■ Exercise aim:
From the line containing "the yellow house." through the last line of the entries, set down every line exactly and add nothing.

(Collection entries)
◆ ◆ ◆ ◆ ◆
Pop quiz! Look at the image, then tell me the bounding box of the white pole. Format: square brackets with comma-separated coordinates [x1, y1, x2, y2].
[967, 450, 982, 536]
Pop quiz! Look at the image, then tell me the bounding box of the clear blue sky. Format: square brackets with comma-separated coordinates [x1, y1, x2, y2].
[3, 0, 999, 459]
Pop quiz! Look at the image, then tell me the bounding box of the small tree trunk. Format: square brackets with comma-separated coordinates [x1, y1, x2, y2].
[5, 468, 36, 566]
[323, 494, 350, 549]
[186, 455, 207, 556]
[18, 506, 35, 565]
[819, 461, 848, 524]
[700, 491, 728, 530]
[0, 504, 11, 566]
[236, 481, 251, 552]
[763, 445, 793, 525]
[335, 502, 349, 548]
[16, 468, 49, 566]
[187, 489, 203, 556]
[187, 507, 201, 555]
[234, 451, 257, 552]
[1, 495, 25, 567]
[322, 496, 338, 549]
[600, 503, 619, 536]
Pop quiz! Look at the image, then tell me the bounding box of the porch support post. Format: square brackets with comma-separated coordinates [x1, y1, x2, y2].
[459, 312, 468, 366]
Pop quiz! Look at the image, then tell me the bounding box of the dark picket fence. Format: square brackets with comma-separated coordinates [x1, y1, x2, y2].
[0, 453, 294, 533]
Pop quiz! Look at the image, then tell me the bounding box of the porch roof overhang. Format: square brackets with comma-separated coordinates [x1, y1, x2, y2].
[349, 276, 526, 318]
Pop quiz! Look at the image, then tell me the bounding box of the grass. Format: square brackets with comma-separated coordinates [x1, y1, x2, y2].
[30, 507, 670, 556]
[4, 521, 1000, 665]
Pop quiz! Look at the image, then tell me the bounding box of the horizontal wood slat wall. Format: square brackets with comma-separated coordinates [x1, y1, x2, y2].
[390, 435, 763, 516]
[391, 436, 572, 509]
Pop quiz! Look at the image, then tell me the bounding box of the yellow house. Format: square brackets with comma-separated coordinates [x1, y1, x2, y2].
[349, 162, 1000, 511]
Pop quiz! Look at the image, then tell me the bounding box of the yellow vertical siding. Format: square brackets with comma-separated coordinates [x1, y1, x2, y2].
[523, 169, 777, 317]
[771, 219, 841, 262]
◆ ◆ ◆ ◆ ◆
■ Response:
Pop quiz! Look at the image, then tell me the bounding box of the yellow house. Format: square brackets with comma-separated coordinates [x1, y1, x2, y2].
[349, 162, 1000, 511]
Pop quiz! Look at the image, then tell me the bounding box of the yellow vertical siding. Format: square brackets with comma-separated coordinates [x1, y1, x2, y2].
[523, 169, 777, 317]
[771, 219, 841, 262]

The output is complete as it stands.